━━ Quoted passage ━━
Article Text
Abstract
Background The market for directly purchased personal genomic tests (PGTs) has led to their widespread availability. Their ostensible purposes include ancestry testing; educational or career planning; identifying artistic or athletic aptitudes; physical training and nutritional strategies to support fitness and wellness goals; and dating and building personal relationships. In Australia, interest in PGTs has significantly expanded in recent years. As part of the Genioz study, we explored how people personally assess the usefulness and role of PGTs in their own lives, including an examination of the boundary between ‘recreational’ and ‘medical’ aspects of genetic information.
The aim of this final component of Genioz was to explore and clarify Australians’ attitudes and experiences of PGTs marketed in three domains: ancestry, personal wellness, and children’s health and aptitudes. We focus specifically here on implications for understanding medical issues.
Methods We conducted nine deliberative workshops across Australia, three for each domain. We recruited community-based participants for whom the PGT type would be relevant: genealogy interest, interest in personal wellness, and parenting of young children. In each workshop we used four stepped, neutrally-framed information sets to present key scientific and ethical issues, embedding pauses for facilitated discussion. We captured data using repeated tracker questions on the personal acceptability of PGT, contemporaneous unstructured written comments by participants, recording of discussions, and an end-of-workshop structured survey.
Results In total, 129 people participated, 23 with, and 106 without, personal experience of PGTs. In general, tracker responses indicated that participants seemed increasingly less comfortable with, and more thoughtful about, the pursuit of PGTs. Content analysis of discussions and written comments suggested that participants were readily able to engage with a number of ethically complex issues.
The discussion data, in particular, highighted two observations about the boundary between ‘medical’ and ‘non-medical’ perspectives on PGT.
Firstly, and noting the explicit non-medical PGT framing for the workshops, several participants reported that their motivation for purchasing PGTs related to ‘unsolved’ medical issues: representing either a continuing quest to find a ‘cause’ for a problem which had apparently eluded their health care practitioner, or seeking to ‘prove’ to their practitioner that their symptoms represented a genuine medical issue.
The second observation was that some of the participants who had purchased tests – for example for ancestry tracing – had also downloaded their raw files so they could explore the data for medically relevant genetic variants. This was possible because companies routinely provide not only the information related to the original purchase (e.g. ancestry), but also - on demand - a much larger standardized dataset. A range of online applications accept data files from multiple testing companies and allow users to generate cheap, rapid reports on medically-relevant DNA variants.
Conclusions Irrespective of the original purpose, purchasing any kind of PGT allows an easy and unregulated pathway to obtaining ‘medical’ genetic information for the curious consumer. This ‘consumer DNA screening’ also offers a highway to the personal harms and system consequences of overdiagnosis.
━━━
Aim of the task:
List each method the abstract says was used to capture data in the workshops.
━━ Given data ━━
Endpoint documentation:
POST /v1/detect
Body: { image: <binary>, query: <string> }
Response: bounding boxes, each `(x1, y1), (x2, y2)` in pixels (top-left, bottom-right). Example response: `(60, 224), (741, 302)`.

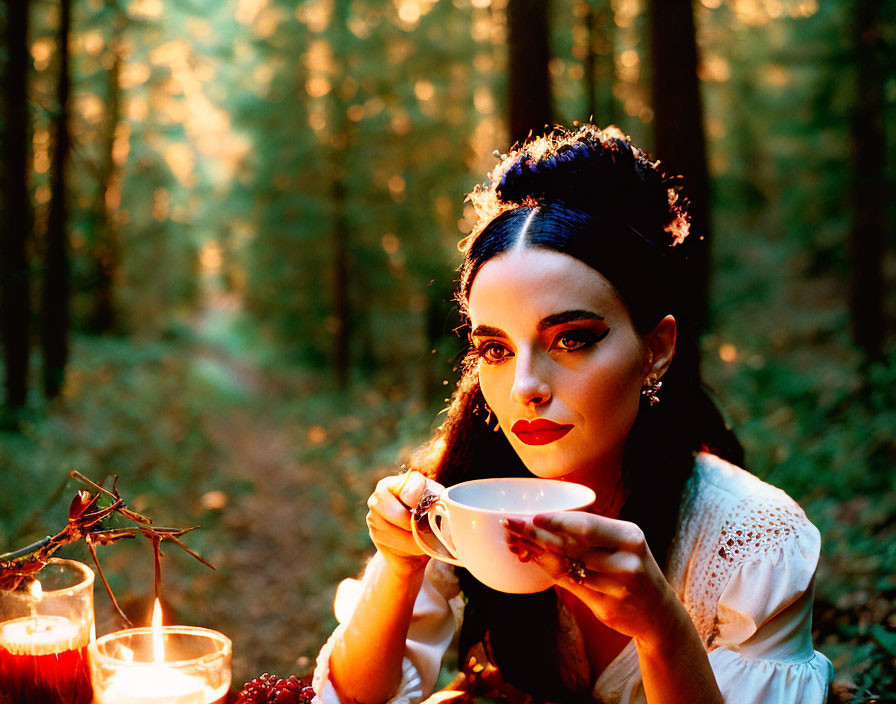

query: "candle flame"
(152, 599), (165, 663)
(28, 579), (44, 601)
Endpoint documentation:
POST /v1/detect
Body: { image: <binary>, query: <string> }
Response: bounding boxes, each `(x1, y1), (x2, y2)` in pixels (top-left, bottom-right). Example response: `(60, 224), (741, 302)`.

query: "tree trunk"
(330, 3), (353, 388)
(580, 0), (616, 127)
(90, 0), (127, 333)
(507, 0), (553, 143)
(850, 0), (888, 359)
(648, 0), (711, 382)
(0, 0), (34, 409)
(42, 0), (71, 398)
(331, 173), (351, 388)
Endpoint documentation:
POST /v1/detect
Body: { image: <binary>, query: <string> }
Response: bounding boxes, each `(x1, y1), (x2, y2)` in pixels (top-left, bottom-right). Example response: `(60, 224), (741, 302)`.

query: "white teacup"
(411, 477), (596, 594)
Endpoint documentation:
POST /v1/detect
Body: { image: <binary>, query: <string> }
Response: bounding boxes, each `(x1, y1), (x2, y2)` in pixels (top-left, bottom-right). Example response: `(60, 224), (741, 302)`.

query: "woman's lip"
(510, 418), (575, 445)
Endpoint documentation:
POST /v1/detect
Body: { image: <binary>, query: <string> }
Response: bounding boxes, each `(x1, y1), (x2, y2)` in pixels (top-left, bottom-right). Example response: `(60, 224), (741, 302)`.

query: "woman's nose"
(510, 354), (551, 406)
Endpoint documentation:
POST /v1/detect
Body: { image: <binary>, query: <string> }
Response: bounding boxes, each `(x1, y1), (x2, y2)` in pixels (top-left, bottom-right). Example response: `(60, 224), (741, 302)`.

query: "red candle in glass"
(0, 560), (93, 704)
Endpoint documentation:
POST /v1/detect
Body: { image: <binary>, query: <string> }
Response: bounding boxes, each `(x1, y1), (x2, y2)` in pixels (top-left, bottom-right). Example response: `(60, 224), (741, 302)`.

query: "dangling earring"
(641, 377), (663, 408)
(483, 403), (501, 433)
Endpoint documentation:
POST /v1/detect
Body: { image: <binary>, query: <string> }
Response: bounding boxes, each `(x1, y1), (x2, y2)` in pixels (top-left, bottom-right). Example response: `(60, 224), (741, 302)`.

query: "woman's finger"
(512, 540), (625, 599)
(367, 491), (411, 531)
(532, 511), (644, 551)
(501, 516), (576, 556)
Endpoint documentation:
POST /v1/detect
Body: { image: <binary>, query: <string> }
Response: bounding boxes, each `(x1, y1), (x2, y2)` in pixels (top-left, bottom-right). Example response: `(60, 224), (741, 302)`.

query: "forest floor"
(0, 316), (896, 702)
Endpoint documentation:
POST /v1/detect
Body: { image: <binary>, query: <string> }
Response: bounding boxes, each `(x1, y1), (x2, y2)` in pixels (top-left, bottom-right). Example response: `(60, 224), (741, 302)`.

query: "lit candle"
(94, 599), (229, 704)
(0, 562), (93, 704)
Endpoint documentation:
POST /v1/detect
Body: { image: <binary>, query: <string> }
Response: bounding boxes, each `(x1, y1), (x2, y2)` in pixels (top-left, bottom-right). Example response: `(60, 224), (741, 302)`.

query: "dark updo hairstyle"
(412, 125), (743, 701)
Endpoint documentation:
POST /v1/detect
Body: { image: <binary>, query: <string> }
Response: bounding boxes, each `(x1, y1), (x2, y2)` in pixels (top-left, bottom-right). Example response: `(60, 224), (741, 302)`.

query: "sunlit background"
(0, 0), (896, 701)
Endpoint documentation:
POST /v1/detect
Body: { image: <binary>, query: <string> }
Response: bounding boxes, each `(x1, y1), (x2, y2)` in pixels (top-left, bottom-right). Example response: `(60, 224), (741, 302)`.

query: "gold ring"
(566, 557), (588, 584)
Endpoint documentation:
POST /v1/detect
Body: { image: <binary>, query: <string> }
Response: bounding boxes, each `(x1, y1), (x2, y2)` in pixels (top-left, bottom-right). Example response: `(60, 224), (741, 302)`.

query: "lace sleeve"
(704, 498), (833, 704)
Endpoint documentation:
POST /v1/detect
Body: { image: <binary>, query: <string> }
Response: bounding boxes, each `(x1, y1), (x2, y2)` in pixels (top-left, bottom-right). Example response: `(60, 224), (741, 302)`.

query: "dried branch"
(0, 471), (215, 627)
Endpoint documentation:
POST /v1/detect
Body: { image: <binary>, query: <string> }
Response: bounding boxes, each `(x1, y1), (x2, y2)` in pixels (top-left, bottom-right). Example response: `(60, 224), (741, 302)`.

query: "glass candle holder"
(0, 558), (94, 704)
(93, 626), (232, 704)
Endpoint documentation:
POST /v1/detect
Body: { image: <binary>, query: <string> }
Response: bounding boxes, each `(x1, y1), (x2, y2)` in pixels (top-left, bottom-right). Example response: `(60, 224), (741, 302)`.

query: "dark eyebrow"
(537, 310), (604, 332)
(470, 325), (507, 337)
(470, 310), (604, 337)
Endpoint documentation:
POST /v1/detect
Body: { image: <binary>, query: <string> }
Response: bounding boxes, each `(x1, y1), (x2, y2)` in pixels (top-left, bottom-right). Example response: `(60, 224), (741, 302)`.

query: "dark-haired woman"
━━━
Response area:
- Repeated tracker questions on the personal acceptability of PGT
- Contemporaneous unstructured written comments by participants
- Recording of discussions
- An end-of-workshop structured survey